• [Material]:
☆ ☆ ☆

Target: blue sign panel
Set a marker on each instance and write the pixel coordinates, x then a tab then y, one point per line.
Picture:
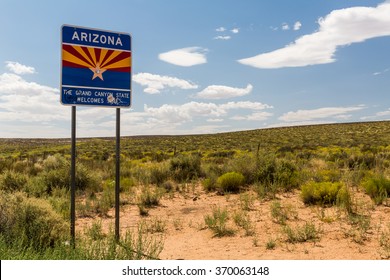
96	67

☆ ☆ ☆

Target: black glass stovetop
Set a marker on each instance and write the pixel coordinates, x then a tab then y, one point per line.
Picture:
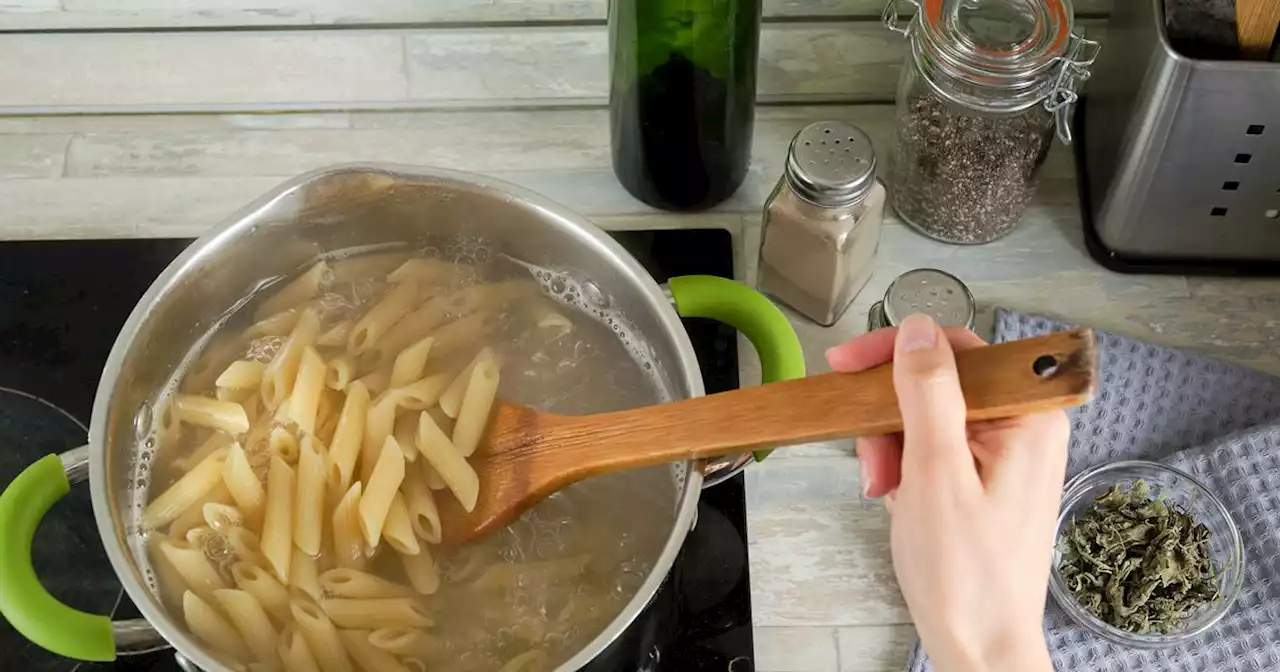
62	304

☆ ☆ ☆

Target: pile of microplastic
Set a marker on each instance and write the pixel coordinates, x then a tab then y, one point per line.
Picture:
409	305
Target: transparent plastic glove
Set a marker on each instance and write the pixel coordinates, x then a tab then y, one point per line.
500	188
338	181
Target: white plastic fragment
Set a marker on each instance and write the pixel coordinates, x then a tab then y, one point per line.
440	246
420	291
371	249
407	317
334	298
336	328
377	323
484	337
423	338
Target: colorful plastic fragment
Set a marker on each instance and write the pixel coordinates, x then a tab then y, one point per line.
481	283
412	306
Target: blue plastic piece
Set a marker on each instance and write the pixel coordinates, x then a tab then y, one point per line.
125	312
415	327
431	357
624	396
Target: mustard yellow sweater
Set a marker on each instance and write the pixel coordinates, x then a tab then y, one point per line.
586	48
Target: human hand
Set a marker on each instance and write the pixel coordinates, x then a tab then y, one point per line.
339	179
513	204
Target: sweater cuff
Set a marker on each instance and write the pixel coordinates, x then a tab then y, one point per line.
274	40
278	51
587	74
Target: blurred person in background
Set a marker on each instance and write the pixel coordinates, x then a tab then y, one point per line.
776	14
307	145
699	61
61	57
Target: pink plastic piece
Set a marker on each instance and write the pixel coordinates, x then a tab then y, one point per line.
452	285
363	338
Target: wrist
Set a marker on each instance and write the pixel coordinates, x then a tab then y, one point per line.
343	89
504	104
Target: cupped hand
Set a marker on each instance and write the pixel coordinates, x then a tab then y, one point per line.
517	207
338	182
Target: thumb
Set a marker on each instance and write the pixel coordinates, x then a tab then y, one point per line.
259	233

☆ ☆ ☆

• [The problem]:
Pick out each line of the records that contains the word "blue", and copy those lines.

• [Answer for this exercise]:
Target: blue sign panel
Target: blue plastic piece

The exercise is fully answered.